Begin Page extract

Search
multiscalar_segregation_profiles

Multiscalar Segregation Profiles on Urban Street Networks

This notebook examines how different definitions of urban space can affect observed measures of segregation. Using the spatial information theory index (H), we look at how different definitions of the local environment affect values of H for the same study area and population groups. Next, we calculate multiscalar segregation profiles introduced by Reardon et al to examine differences between macro and micro segregation. Finally, we examine how these segregation profiles differ when we measure distance in the local environment as a straight line, versus along a pedestrian transport network

Note I highly recommend installing pandana as a multithreaded library following these instructions. The notebook will still run if you intall from pip or anaconda, but the network computations will take considerably longer

import geopandas as gpd
from segregation.aspatial import Multi_Information_Theory
from segregation.spatial import SpatialInformationTheory
from segregation.network import get_osm_network
from segregation.util import compute_segregation_profile
from libpysal.weights import Queen, Rook, Kernel
from geosnap.data import Community
from geosnap.data.data import get_lehd
from pandana.network import Network
from pysal.viz.splot.libpysal import plot_spatial_weights
import matplotlib.pyplot as plt
%matplotlib inline
%load_ext autoreload
%autoreload 2

First, we'll get census 2010 data from geosnap and project into state plane (so we have planar units for the kernel weights constructor)

dc = Community(source='ltdb', statefips='11')
df = dc.tracts.merge(dc.census[dc.census['year']==2010], on='geoid')
df = df.to_crs(epsg=6487)
df.plot()
<matplotlib.axes._subplots.AxesSubplot at 0x7f4a16789f98>

Note: there are likely to be some nontrivial edge effects since we're truncating the data artificially at the DC border

kernel weights operate on points, so we'll abstract each polygon to exist at its mathematical center

df_pts = df.copy()
df_pts['geometry'] = df_pts.centroid

We define local environments using spatial weights matrices that encode relationships among our units of observations. Weights matrices can take many forms, so we can choose how to parameterize the environment. Here' we'll examine two contiguity weights, "queen" and "rook", which mean that the local environment of each census tract is the tract itself, and the adjacent tracts sharing either a vertex or side (queen) or just a side (rook). We'll also use kernel distance-based weights. This type of weights matrix considers the local environment to be all tracts that fall within a specified distance of the focal tract, but applies a distance decay function so that tracts further away have a smaller affect than tracts nearby. The network-based weights we'll examine later also work this way.

Here, we'll create 4 different weights matrices: queen, rook, 1km euclidian kernel, and 2km euclidian kernel

w_queen = Queen.from_dataframe(df)
w_rook = Rook.from_dataframe(df)
w_kernel_1k = Kernel.from_dataframe(df_pts, bandwidth=1000)
w_kernel_2k = Kernel.from_dataframe(df_pts, bandwidth=2000)
/home/knaaptime/anaconda3/lib/python3.7/site-packages/libpysal/weights/weights.py:170: UserWarning: The weights matrix is not fully connected. There are 29 components
  warnings.warn("The weights matrix is not fully connected. There are %d components" % self.n_components)

End Page extract

▸ Work to complete
1. Rewrite the segregation profiles notebook between "df = df.to_crs(epsg=6487)" and "df_pts = df.copy()", inclusive, replacing "mathematical center" with "geometric center".
2. Extend the segregation profiles notebook, picking up after its final line.

Begin Given records

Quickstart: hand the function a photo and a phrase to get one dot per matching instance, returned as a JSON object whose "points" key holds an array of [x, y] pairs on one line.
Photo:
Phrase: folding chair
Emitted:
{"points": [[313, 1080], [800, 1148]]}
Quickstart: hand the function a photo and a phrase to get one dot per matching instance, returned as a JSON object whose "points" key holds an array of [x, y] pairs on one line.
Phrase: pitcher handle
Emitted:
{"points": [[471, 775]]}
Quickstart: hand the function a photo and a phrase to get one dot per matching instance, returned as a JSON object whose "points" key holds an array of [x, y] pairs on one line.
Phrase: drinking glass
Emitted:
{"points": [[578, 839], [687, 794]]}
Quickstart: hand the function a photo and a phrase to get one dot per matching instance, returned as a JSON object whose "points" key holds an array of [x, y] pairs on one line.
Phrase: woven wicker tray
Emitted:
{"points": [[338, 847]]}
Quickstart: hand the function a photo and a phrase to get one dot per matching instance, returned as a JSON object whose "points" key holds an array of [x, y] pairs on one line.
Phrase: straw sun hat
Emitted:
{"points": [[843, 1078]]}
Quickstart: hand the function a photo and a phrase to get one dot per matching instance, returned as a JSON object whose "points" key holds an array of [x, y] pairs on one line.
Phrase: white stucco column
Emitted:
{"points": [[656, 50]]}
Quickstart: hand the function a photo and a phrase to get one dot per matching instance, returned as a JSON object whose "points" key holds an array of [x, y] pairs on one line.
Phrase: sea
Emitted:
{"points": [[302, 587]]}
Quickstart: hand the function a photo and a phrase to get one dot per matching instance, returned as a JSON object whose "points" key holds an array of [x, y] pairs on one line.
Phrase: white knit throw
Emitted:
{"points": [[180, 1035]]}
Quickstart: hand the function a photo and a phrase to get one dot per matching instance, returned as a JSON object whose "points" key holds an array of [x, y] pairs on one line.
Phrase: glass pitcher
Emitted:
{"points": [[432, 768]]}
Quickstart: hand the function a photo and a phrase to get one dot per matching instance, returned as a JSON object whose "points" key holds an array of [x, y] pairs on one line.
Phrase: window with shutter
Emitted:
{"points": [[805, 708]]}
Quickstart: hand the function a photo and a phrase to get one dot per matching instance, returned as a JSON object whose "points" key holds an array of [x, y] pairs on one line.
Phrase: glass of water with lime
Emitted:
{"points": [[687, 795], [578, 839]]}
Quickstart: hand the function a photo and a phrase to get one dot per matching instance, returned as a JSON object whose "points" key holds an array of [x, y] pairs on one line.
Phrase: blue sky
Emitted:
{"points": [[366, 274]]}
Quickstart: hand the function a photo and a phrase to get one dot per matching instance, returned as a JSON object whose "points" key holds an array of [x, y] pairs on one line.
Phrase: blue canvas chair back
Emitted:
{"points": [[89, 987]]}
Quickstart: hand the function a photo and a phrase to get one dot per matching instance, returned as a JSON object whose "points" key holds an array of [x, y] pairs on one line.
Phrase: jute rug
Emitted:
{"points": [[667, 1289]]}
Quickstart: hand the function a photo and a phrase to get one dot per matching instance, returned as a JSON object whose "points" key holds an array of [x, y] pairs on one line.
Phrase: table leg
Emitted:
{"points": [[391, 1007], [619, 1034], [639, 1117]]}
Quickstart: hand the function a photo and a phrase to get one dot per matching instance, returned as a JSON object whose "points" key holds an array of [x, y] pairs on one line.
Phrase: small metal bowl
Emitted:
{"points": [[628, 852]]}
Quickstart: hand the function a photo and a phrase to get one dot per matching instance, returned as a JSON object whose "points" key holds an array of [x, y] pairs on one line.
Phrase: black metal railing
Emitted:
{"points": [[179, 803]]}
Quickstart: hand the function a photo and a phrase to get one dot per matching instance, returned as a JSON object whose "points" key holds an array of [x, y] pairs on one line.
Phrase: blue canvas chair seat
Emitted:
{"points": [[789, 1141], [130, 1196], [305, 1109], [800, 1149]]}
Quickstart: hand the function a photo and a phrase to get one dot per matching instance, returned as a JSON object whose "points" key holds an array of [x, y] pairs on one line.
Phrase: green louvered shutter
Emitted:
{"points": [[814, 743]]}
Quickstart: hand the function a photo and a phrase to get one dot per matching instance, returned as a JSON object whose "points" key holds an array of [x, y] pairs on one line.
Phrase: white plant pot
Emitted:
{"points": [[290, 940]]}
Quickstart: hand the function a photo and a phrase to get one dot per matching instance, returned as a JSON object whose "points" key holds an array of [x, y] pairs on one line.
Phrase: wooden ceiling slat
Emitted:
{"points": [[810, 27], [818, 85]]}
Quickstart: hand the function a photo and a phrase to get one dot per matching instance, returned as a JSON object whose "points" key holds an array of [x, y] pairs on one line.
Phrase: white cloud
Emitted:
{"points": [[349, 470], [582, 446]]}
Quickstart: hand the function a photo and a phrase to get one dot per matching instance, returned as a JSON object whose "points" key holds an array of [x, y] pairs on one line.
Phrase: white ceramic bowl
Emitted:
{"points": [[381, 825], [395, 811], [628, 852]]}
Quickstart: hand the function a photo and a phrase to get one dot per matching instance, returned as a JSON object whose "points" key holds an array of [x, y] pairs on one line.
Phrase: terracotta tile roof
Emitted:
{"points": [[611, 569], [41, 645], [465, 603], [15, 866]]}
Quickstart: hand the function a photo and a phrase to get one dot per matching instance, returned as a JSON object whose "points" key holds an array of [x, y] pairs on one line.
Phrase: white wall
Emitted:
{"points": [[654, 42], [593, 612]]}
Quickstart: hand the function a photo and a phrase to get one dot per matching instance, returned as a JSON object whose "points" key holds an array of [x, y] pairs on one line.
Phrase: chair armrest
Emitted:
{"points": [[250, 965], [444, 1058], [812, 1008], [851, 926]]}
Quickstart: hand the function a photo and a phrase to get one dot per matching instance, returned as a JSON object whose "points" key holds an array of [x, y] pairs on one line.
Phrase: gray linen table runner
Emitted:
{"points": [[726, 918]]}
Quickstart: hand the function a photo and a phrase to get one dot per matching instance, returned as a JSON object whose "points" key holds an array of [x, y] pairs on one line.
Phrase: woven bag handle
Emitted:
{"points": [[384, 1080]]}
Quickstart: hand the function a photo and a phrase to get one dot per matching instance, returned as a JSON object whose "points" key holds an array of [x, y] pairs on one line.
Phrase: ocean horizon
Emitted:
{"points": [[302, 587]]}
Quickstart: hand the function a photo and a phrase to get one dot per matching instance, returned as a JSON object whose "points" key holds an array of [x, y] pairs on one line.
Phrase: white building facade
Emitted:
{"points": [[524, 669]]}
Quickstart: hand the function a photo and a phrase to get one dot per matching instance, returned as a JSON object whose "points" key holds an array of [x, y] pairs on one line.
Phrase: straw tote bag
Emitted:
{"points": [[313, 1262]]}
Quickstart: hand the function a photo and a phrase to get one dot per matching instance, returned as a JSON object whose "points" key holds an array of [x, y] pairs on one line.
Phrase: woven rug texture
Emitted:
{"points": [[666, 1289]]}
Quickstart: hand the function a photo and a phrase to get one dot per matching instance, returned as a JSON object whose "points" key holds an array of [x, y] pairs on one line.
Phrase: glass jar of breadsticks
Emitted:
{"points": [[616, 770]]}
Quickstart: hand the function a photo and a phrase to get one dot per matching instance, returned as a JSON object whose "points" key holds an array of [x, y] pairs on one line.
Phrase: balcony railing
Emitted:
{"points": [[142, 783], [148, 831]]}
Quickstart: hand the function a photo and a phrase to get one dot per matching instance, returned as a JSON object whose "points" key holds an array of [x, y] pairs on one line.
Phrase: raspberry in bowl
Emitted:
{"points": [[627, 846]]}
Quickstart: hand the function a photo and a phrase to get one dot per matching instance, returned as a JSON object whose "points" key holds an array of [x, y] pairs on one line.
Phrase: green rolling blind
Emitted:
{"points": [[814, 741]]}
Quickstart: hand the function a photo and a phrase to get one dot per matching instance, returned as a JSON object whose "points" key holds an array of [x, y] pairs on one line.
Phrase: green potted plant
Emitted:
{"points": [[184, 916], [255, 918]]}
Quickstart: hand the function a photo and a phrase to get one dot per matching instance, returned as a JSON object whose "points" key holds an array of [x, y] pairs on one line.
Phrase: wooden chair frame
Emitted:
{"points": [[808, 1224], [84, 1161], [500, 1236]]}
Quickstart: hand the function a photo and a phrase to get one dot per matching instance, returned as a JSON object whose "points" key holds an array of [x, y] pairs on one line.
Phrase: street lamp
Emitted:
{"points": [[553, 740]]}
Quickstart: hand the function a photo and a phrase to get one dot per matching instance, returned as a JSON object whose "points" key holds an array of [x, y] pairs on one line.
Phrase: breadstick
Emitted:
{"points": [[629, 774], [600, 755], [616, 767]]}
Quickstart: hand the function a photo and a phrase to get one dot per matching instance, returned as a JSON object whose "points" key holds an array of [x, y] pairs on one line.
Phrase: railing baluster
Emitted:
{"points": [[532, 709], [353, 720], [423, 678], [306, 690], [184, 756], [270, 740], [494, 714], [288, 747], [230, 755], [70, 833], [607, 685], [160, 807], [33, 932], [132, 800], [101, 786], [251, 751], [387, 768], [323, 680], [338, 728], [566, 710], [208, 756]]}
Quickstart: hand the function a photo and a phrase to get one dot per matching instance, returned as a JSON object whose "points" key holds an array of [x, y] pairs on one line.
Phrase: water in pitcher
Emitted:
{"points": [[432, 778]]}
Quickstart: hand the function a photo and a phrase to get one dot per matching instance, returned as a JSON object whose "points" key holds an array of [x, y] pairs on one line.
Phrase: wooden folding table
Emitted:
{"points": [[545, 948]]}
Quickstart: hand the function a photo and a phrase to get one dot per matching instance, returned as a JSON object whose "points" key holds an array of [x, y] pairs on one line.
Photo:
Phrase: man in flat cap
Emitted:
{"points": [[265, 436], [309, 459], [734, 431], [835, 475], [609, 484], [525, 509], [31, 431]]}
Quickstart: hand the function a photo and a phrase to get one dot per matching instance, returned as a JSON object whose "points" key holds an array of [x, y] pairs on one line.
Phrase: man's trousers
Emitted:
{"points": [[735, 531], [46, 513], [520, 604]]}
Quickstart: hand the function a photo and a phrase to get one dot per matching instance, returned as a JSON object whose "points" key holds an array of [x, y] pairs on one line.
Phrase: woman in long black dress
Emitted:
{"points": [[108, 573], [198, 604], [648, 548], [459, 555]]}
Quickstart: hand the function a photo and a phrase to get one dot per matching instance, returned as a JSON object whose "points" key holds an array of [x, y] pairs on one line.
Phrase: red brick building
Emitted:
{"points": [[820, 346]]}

End Given records

▸ Answer set
1.
df = df.to_crs(epsg=6487)
df.plot()
<matplotlib.axes._subplots.AxesSubplot at 0x7f4a16789f98>

Note: there are likely to be some nontrivial edge effects since we're truncating the data artificially at the DC border

kernel weights operate on points, so we'll abstract each polygon to exist at its geometric center

df_pts = df.copy()

2.
/home/knaaptime/anaconda3/lib/python3.7/site-packages/libpysal/weights/weights.py:170: UserWarning: The weights matrix is not fully connected. There are 2 components
  warnings.warn("The weights matrix is not fully connected. There are %d components" % self.n_components)
fig, ax = plt.subplots(1,4, figsize=(16,4))

plot_spatial_weights(w_queen, df, ax=ax[0])
ax[0].set_title('queen')

plot_spatial_weights(w_rook, df, ax=ax[1])
ax[1].set_title('rook')

plot_spatial_weights(w_kernel_1k, df, ax=ax[2])
ax[2].set_title('kernel 1k')

plot_spatial_weights(w_kernel_2k, df, ax=ax[3])
ax[3].set_title('kernel 2k')
Text(0.5, 1.0, 'kernel 2k')

these plots show us which tracts are considered neighbors with each other using each type of weights matrix. Internally, segregation uses the build_local_environment function to turn these weights matrices into localized data. The different relationships implied by each matrix result in significantly different local environments as shown below

we'll measure H as a function of 4 racial categories, and we'll plot the non-hispanic black population to get a sense for how these local environments vary

groups = ['n_nonhisp_white_persons', 'n_nonhisp_black_persons', 'n_hispanic_persons', 'n_asian_persons']
from segregation.spatial.spatial_indexes import _build_local_environment
def plot_local_environment(w, ax):

    d = _build_local_environment(df, groups, w)
    d['geometry'] = df.geometry
    d = gpd.GeoDataFrame(d)
    d.plot('n_nonhisp_black_persons', k=6, scheme='quantiles', ax=ax)
    ax.axis('off')
fig, axs = plt.subplots(1,4, figsize=(16,4))

for i, wtype in enumerate([w_queen, w_rook, w_kernel_1k, w_kernel_2k]):
    plot_local_environment(w=wtype, ax=axs[i])
/home/knaaptime/anaconda3/lib/python3.7/site-packages/libpysal/weights/weights.py:170: UserWarning: The weights matrix is not fully connected. There are 29 components
  warnings.warn("The weights matrix is not fully connected. There are %d components" % self.n_components)
/home/knaaptime/anaconda3/lib/python3.7/site-packages/libpysal/weights/weights.py:170: UserWarning: The weights matrix is not fully connected. There are 2 components
  warnings.warn("The weights matrix is not fully connected. There are %d components" % self.n_components)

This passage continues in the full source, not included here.